▸ What you need to do: Raise every coordinate value in the answers by 89 and write out all of the material again, with the requests unchanged.

▸ Available data:
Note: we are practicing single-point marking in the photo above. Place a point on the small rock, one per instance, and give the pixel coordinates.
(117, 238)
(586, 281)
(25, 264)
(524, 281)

▸ Exercise answer:
Note: we are practicing single-point marking in the photo above. Place a point on the small rock, one per instance, and give the pixel coordinates.
(206, 327)
(675, 370)
(114, 353)
(613, 370)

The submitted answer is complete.